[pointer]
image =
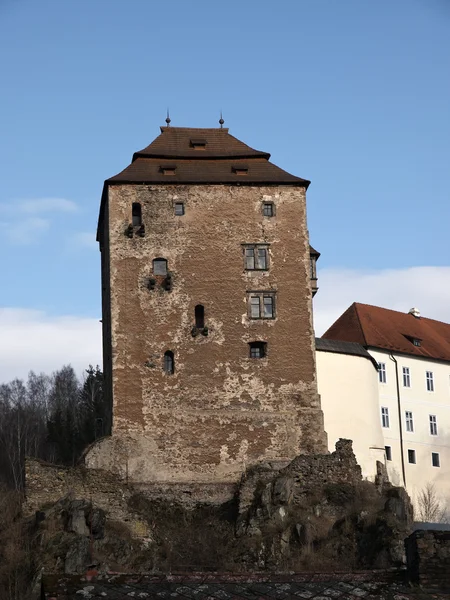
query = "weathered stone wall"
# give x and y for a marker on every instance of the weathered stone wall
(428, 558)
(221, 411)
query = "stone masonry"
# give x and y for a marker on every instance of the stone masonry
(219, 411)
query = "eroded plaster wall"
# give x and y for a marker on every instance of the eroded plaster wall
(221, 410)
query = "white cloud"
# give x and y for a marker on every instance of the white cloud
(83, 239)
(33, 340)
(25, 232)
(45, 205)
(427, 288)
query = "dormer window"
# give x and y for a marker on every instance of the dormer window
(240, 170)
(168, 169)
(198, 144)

····················

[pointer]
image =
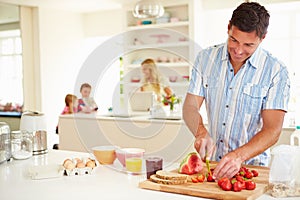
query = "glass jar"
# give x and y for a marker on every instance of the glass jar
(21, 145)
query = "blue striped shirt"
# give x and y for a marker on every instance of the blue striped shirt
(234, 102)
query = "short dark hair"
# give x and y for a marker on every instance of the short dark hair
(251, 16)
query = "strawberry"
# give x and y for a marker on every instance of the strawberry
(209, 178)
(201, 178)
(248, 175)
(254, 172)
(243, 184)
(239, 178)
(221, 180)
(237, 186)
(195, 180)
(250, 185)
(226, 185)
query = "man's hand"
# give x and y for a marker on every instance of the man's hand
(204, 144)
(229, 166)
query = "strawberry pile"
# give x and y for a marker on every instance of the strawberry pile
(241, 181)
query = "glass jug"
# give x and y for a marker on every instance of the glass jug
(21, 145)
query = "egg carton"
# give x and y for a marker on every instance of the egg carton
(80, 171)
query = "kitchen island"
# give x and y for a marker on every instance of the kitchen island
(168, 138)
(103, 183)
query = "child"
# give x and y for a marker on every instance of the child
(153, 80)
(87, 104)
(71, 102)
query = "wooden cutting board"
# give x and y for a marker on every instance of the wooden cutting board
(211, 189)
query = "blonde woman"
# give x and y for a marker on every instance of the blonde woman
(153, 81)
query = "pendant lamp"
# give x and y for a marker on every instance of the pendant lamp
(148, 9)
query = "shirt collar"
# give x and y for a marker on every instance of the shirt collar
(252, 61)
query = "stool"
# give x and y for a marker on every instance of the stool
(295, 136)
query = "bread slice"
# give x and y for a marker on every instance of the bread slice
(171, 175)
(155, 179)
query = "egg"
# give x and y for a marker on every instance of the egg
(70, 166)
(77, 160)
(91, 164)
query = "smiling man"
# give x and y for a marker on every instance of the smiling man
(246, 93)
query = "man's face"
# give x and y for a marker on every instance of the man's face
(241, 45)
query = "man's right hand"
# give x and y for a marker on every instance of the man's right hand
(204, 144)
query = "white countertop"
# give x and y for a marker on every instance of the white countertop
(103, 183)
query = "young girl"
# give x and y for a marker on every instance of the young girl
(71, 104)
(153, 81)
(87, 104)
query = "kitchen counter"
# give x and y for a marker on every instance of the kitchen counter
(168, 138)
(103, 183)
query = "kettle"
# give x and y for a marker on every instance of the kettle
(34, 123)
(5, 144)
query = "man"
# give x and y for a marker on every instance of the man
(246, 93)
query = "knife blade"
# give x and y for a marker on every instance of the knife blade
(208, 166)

····················

▶ YOUR GOAL: Pick out every line of the data above that contains the word "strawberry", and copy each one in full.

▶ ANSWER:
query = "strawberry"
# give x and y for a marker on every instance of the strawberry
query = "strawberry pile"
# give x and y for a marker on every instance of the strawberry pile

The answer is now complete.